Location identification entries:
* BEGIN *

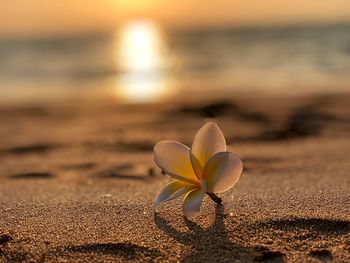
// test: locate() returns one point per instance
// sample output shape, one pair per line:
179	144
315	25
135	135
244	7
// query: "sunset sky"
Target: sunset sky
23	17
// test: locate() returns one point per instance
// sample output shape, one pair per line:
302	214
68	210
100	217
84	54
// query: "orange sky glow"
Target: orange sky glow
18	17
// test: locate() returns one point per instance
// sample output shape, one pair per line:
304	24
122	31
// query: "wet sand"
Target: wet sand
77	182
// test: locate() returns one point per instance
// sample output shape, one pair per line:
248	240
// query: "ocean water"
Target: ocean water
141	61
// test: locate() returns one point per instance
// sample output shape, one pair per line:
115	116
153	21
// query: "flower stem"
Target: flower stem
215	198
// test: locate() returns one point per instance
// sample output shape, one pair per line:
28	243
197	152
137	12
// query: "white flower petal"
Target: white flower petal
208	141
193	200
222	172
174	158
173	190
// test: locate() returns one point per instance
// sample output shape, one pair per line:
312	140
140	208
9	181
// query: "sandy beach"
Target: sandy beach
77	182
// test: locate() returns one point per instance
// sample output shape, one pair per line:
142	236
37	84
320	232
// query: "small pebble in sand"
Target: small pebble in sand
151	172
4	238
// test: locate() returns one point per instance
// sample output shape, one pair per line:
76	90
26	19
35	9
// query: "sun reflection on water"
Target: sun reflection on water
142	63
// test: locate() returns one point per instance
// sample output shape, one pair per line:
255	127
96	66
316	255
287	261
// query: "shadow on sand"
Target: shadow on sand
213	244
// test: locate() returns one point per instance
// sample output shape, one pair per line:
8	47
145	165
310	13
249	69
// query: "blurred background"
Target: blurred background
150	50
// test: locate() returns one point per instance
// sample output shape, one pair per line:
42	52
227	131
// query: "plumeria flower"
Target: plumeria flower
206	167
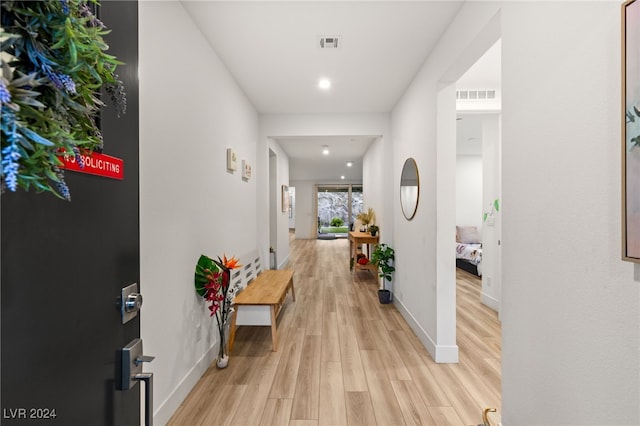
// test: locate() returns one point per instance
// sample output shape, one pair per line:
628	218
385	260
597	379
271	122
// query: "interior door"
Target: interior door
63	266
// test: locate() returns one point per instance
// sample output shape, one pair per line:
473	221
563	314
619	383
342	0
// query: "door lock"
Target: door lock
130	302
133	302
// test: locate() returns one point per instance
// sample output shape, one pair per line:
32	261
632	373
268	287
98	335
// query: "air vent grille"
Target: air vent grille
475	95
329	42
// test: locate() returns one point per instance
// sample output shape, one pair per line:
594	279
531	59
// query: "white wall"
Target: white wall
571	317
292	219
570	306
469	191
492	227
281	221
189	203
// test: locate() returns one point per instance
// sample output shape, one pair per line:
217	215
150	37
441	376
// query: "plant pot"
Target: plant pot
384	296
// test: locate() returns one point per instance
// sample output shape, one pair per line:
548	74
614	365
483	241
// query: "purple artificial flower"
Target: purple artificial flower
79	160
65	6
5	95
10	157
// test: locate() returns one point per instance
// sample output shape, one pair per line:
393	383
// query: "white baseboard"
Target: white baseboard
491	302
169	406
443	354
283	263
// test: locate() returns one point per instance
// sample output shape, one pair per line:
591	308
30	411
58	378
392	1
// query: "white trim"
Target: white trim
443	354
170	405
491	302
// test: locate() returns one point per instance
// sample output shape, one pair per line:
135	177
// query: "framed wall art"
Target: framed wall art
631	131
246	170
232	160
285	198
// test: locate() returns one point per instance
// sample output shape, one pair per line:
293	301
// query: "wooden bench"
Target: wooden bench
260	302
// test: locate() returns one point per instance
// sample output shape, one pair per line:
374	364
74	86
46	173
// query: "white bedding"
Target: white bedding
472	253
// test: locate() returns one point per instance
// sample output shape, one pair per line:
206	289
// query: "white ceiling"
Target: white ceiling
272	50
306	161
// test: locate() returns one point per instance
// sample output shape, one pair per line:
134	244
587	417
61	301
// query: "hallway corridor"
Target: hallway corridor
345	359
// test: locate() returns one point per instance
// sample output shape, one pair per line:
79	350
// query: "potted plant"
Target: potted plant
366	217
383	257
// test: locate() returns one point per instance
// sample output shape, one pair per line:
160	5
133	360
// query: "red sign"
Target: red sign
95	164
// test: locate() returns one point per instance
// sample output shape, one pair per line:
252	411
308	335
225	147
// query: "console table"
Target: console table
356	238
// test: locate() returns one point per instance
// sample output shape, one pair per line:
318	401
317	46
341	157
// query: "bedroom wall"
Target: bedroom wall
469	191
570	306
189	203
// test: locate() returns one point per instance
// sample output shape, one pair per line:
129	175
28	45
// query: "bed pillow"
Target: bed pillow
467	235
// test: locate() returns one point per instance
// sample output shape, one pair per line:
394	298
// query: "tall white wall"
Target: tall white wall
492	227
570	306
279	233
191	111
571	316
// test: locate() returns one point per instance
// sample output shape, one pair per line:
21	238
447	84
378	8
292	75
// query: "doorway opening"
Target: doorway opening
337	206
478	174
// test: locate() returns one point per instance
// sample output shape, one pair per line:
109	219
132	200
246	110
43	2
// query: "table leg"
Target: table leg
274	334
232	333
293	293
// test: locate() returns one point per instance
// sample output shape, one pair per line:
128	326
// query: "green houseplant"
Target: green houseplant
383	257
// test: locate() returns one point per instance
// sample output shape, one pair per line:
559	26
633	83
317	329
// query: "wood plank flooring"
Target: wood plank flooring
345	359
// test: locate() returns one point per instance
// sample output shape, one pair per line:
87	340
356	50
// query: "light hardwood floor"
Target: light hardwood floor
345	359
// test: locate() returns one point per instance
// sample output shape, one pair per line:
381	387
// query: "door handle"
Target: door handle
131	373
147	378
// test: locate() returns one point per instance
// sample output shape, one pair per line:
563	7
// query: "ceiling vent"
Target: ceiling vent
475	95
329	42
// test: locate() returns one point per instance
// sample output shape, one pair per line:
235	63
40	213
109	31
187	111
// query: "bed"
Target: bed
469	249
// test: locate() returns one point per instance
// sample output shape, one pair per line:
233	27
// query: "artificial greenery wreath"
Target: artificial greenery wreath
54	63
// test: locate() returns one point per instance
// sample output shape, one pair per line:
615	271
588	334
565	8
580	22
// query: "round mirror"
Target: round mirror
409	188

* END *

> [INSTRUCTION] Repeat the material above in full and exactly, omitting the pictures.

> [RESULT BELOW]
// test: locate() returns one point per instance
// sample output shape, one pair per line:
179	144
315	25
135	135
244	7
// query: "sunset sky"
Target: sunset sky
23	17
// test: locate() returns one point per instance
// sample output shape, one pair per line:
302	214
68	210
100	217
84	54
// query: "orange sky glow"
Target: orange sky glow
18	17
// test: locate() returns one point per instance
// sample output shape, one pair per line:
304	24
122	31
// query: "wet sand"
Target: wet sand
77	182
// test: locate() returns one point per instance
// sample output shape, one pair per line:
248	240
// query: "ocean water"
Target: ocean water
141	61
// test: locate() returns one point per instance
// sample output shape, one pair per line:
115	116
153	21
// query: "flower stem"
Target: flower stem
215	198
// test: locate() returns one point per instance
// sample output shape, one pair per line:
28	243
197	152
137	12
// query: "white flower petal"
Target: white flower petal
208	141
193	200
222	172
174	158
173	190
// test: locate() returns one point per instance
// sample output shape, one pair per line:
312	140
140	208
9	181
// query: "sandy beach"
Target: sandy beach
77	182
// test: locate() returns one point per instance
// sample output shape, one pair per line:
142	236
37	84
320	232
// query: "small pebble in sand"
Target: small pebble in sand
151	172
4	238
// test: locate() returns one point per instance
// sample output shape, one pair per line:
76	90
26	19
35	9
// query: "sun reflection on water"
Target: sun reflection on water
142	63
// test: locate() returns one point per instance
// sample output shape, one pair per line:
255	127
96	66
316	255
287	261
// query: "shadow on sand"
Target: shadow on sand
213	244
// test: locate() returns one point per instance
// sample output shape, one pair per line:
8	47
145	165
310	13
249	69
// query: "blurred background"
Target: blurred background
150	50
// test: locate() returns one point per instance
// sample output shape, one pair per line:
42	52
227	131
// query: "plumeria flower"
Target: plumeria flower
206	167
// test: locate() returns one point per instance
// sample output shape, one pair per line:
628	218
385	260
597	379
271	122
// query: "interior door"
Target: interior door
63	266
// test: locate() returns one point per instance
// sample output shape, one pair per line:
473	221
563	314
619	383
342	0
// query: "door lock"
Target: door lock
130	302
133	302
// test: locate() returns one point per instance
// sample output shape, one pair per line:
32	261
632	373
268	287
98	335
// query: "air vent grille"
Target: air vent grille
475	95
329	42
// test: locate() returns one point per instance
// sample output shape, one pair per line:
594	279
531	59
// query: "white wall"
Target: white wall
571	317
292	219
570	306
469	191
492	227
281	221
189	203
// test: locate() returns one point per instance
// sample output shape, one pair per line:
217	215
150	37
441	376
// query: "plant pot"
Target: plant pot
384	296
// test: locate() returns one point per instance
// sample output shape, one pair per line:
548	74
614	365
483	241
// query: "purple artificial flower"
Target: purple artificial flower
79	160
65	6
5	95
10	157
// test: locate() returns one point per instance
// sample output shape, one pair per line:
393	383
// query: "white baseboard"
Target: white baseboard
491	302
169	406
443	354
283	263
// test: locate() returns one point per instance
// sample output shape, one pair per line:
591	308
30	411
58	378
392	1
// query: "white trim"
Target: white trim
443	354
170	405
491	302
// test: locate() returns one point per instance
// sample output shape, one pair per line:
135	177
// query: "framed wall art"
Target: framed wall art
631	131
246	170
232	160
285	198
// test: locate() returns one point per instance
// sample output shape, one pair per line:
293	301
// query: "wooden bench"
Target: wooden bench
260	302
// test: locate() returns one point per instance
// sample output shape, one pair per line:
374	364
74	86
46	173
// query: "white bedding"
Target: white bedding
472	253
// test: locate() returns one point per instance
// sample output shape, one pair per line:
206	289
// query: "white ceiling"
Target: white ceiling
272	50
306	161
// test: locate() returns one point per instance
// sample output shape, one pair per line:
134	244
587	417
61	301
// query: "hallway corridor"
Target: hallway corridor
345	359
// test: locate() returns one point per instance
// sample output shape, one pair per line:
79	350
// query: "potted plant"
Target: potted plant
366	217
383	257
// test: locate() returns one point per instance
// sample output shape, one pair per line:
160	5
133	360
// query: "red sign"
Target: red sign
95	164
// test: locate() returns one point per instance
// sample output shape, one pair per line:
252	411
308	335
225	147
// query: "console table"
Target: console table
356	238
// test: locate() returns one point per instance
// sample output shape, one pair per line:
318	401
317	46
341	157
// query: "bedroom wall"
Target: bedroom wall
469	191
570	306
189	203
// test: locate() returns one point per instance
// sample output shape, one pair per line:
129	175
28	45
// query: "bed pillow"
Target: bed pillow
467	235
// test: locate() returns one point per instance
// sample output shape, one pair per line:
394	298
// query: "tall white wall"
Target: tall white wall
492	227
570	306
279	233
191	111
571	316
// test: locate() returns one point per instance
// sample output shape, one pair per line:
21	238
447	84
378	8
292	75
// query: "doorway opening"
Target: doorway opening
337	206
478	174
// test: locate() returns one point per instance
// sample output shape, one pair per line:
109	219
132	200
246	110
43	2
// query: "table leg"
Target: table leg
274	334
232	333
293	293
// test: locate() returns one point per instance
// sample output shape, one pair per line:
128	326
// query: "green houseplant"
Target: green houseplant
383	257
// test: locate() returns one point per instance
// sample output shape, one pair per line:
559	26
633	83
317	329
// query: "wood plank flooring"
Target: wood plank flooring
345	359
// test: locate() returns one point per instance
// sample output shape, one pair per line:
87	340
356	50
// query: "light hardwood floor"
Target: light hardwood floor
345	359
// test: locate() returns one point per instance
// sample output shape, one pair per line:
381	387
// query: "door handle"
Target: door handle
131	373
147	378
// test: locate() returns one point per instance
// sample output shape, one pair per line:
563	7
// query: "ceiling vent"
Target: ceiling vent
475	95
329	42
// test: locate() returns one point per instance
// sample output shape, one pair per line:
235	63
40	213
109	31
187	111
// query: "bed"
Target: bed
469	249
// test: locate() returns one point per instance
// sample output shape, one pair per line:
233	27
// query: "artificial greenery wreath"
Target: artificial greenery wreath
54	63
// test: locate() returns one point per instance
// sample output shape, one pair per line:
615	271
588	334
565	8
580	22
// query: "round mirror"
Target: round mirror
409	188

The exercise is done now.